> [WORK REQUIRED]: Nothing in the records may be altered. Repeat them in full.

(Natural-language object grounding data)
____________
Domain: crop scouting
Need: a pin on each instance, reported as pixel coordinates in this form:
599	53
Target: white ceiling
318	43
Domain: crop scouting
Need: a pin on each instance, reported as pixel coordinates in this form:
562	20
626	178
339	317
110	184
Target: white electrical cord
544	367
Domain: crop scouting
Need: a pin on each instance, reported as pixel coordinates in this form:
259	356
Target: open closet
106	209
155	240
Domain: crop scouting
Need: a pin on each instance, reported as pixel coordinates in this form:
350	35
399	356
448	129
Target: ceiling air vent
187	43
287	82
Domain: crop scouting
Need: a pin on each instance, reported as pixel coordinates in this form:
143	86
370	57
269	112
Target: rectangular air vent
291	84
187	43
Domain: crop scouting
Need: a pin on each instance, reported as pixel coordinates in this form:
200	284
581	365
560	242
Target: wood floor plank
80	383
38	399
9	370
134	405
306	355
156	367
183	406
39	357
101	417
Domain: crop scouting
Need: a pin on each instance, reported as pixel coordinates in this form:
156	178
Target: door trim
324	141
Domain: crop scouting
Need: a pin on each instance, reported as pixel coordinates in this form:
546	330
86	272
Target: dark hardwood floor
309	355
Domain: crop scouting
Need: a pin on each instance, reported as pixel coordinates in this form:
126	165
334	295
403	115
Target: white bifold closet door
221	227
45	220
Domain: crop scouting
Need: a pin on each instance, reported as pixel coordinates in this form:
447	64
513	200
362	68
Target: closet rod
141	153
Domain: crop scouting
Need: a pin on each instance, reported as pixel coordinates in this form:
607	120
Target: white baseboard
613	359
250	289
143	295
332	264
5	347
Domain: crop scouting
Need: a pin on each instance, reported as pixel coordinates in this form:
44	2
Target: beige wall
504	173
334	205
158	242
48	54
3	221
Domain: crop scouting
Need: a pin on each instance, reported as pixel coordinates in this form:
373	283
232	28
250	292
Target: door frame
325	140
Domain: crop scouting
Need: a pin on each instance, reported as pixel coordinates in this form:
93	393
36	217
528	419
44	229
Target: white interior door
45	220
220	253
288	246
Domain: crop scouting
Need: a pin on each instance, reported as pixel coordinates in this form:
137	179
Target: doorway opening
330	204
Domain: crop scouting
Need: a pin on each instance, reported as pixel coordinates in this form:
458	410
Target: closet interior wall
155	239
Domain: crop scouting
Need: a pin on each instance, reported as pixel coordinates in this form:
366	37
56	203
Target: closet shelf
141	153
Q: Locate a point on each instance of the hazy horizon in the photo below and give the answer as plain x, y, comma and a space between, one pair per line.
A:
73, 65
____________
> [TASK ANSWER]:
Domain: crop scouting
Need: a pin on each instance, reported as pixel coordinates in this form:
599	53
Target: white ceiling
318	43
Domain: crop scouting
Need: a pin on each instance, reported as pixel coordinates in this form:
562	20
626	178
339	317
110	184
Target: white electrical cord
544	367
Domain: crop scouting
Need: a pin on each instance, reported as pixel coordinates in this form:
259	356
Target: open closet
106	209
155	240
Domain: crop scouting
Need: a pin on each instance, reported as pixel coordinates in this form:
350	35
399	356
448	129
Target: ceiling air vent
187	43
287	82
Domain: crop scouting
Need: a pin on each instance, reported as pixel coordinates in this form:
143	86
370	57
269	112
Target: rectangular air vent
291	84
187	43
Domain: crop scouting
Need: a pin on each instance, reported as pixel coordinates in this form:
200	284
581	365
560	242
Target: wood floor plank
80	383
38	399
9	370
134	405
306	355
156	367
183	406
39	357
101	417
Domain: crop scouting
Need: a pin on each instance, reported as pixel coordinates in this form:
156	178
Target: door trim
324	141
Domain: crop scouting
Need: a pin on each instance, reported as pixel coordinates in this form:
546	330
86	272
Target: dark hardwood floor
309	355
Domain: crop scouting
Need: a pin on each instance, reported as pixel coordinates in this form:
126	165
334	295
403	115
Target: white bifold closet door
221	227
45	220
Domain: crop scouting
Need: a pin on each instance, reported as pixel coordinates in this form:
447	64
513	200
362	68
Target: closet rod
141	153
Domain: crop scouting
Need: a pin on each instance, reported as pixel coordinates in this form:
607	120
Target: white baseboard
613	359
250	289
143	295
332	264
5	347
Domain: crop scouting
Need: a pin on each instance, reported as pixel coordinates in this form:
44	2
Target: beige wall
504	173
334	205
158	242
48	54
3	221
Domain: crop scouting
Need: a pin on each instance, reported as pixel coordinates in this form:
373	283
232	28
250	292
Target: door frame
325	140
Domain: crop scouting
Need: a pin on each instance, reported as pixel coordinates in this form:
93	393
36	217
528	419
44	229
Target: white interior door
45	220
220	253
288	246
Domain: crop scouting
Need: a pin on each instance, reported as pixel coordinates in this form:
137	179
Target: doorway opening
330	204
Domain: crop scouting
Need: a pin on each instance, reported as pixel coordinates in this form:
458	410
Target: closet interior wall
155	239
Domain: crop scouting
Need: a pin on each instance, reported as pixel coordinates in this form:
366	37
56	203
Target: closet shelf
141	153
Q: Locate a point on each instance of the hazy horizon in the photo below and give the answer as plain x, y, comma and a space between, one pair per line.
A:
73, 65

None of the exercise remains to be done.